Data lines
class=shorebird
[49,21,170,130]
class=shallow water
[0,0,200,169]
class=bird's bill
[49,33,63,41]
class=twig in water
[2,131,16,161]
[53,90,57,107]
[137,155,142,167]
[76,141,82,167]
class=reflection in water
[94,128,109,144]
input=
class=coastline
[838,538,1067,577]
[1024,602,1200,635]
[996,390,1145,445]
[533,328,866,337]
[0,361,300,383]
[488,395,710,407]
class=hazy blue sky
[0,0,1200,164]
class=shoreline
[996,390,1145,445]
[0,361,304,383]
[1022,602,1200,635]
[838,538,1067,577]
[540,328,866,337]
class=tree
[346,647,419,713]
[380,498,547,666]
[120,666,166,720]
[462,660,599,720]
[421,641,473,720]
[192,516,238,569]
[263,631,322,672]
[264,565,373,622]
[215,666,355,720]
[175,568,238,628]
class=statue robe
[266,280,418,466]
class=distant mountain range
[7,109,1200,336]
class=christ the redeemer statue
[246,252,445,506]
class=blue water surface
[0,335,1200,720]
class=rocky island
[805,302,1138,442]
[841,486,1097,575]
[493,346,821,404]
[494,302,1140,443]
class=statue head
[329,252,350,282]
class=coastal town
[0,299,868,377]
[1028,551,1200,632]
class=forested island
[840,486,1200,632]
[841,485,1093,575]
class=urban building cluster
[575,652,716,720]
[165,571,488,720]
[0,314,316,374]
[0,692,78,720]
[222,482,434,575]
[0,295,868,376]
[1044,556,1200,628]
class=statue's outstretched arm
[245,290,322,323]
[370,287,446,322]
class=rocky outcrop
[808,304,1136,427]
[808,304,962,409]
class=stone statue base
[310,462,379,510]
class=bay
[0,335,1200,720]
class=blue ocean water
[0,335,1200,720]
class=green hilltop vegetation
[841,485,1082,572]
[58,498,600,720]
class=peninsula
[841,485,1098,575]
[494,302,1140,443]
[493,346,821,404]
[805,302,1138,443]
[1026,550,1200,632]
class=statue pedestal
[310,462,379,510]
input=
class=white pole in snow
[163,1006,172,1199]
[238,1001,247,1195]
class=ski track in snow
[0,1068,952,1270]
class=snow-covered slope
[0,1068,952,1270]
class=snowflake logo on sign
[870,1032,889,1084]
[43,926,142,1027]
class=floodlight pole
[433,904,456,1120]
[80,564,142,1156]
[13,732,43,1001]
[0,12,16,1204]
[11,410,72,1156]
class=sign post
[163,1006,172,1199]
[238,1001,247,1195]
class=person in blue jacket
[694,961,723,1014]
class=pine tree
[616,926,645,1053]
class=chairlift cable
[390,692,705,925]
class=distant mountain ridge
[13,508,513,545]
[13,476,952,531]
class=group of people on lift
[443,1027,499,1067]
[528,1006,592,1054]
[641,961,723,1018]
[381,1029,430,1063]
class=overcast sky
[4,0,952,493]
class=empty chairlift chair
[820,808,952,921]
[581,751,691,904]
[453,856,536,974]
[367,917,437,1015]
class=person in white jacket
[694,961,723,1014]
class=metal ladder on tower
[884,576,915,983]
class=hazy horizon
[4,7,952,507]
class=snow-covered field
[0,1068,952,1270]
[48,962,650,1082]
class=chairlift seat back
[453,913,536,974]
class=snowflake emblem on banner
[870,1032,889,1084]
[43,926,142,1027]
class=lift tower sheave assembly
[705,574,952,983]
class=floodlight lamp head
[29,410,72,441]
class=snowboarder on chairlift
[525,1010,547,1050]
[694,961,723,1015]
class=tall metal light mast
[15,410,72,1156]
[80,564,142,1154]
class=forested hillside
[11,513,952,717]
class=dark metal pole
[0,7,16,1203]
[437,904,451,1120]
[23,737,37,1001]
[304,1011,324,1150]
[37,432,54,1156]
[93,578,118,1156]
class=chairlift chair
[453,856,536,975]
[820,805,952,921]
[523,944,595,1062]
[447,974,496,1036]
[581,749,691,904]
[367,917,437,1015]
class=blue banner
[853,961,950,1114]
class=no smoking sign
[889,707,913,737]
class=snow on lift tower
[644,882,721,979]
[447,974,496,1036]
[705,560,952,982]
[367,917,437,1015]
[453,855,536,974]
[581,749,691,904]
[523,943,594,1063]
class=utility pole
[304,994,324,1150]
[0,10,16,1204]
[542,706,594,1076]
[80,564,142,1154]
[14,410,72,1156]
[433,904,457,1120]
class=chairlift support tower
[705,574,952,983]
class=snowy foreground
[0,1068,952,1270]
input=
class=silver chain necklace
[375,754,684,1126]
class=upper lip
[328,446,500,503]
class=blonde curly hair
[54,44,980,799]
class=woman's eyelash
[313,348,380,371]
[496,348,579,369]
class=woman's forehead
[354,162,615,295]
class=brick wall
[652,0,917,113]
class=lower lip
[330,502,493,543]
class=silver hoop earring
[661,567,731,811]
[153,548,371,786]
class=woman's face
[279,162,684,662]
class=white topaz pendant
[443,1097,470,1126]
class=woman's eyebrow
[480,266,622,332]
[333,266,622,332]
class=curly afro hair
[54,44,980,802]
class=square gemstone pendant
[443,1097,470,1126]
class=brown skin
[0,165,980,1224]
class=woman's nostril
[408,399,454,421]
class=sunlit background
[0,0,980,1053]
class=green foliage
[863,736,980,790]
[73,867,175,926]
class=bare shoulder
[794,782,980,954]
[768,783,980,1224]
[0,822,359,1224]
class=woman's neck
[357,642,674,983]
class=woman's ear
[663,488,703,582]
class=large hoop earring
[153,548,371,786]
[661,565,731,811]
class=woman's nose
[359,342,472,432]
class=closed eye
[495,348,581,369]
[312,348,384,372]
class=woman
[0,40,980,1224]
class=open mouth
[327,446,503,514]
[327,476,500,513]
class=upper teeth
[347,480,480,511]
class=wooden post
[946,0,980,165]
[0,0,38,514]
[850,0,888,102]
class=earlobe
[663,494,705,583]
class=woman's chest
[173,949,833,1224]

Given task
Nothing outside the span should appear: transcribe the lines from the one containing "class=woman's forehead" through the last line of the records.

Solution below
class=woman's forehead
[354,162,615,295]
class=brick wall
[652,0,917,113]
class=lower lip
[330,502,493,543]
class=silver hoop earring
[661,567,731,811]
[153,548,371,786]
class=woman's face
[279,162,684,662]
class=white topaz pendant
[443,1097,470,1126]
class=woman's eyebrow
[480,266,622,332]
[333,266,622,332]
class=curly afro hair
[54,44,980,802]
class=square gemstone pendant
[443,1097,470,1126]
class=brown skin
[0,165,980,1224]
class=woman's nostril
[408,399,454,421]
class=sunlit background
[0,0,980,1053]
class=green foliage
[863,736,980,790]
[73,867,175,926]
class=bare shoulder
[794,782,980,954]
[768,783,980,1224]
[0,822,359,1224]
class=woman's neck
[357,642,674,983]
class=woman's ear
[663,488,703,582]
class=large hoop earring
[153,548,371,786]
[661,565,731,811]
class=woman's nose
[359,342,472,432]
class=closed eye
[495,348,581,369]
[312,348,384,372]
class=woman
[0,40,980,1224]
class=open mouth
[327,446,503,514]
[327,476,500,513]
class=upper teeth
[347,480,480,511]
class=wooden post
[946,0,980,165]
[0,0,38,514]
[850,0,888,102]
class=earlobe
[663,494,705,583]
class=woman's chest
[173,949,833,1224]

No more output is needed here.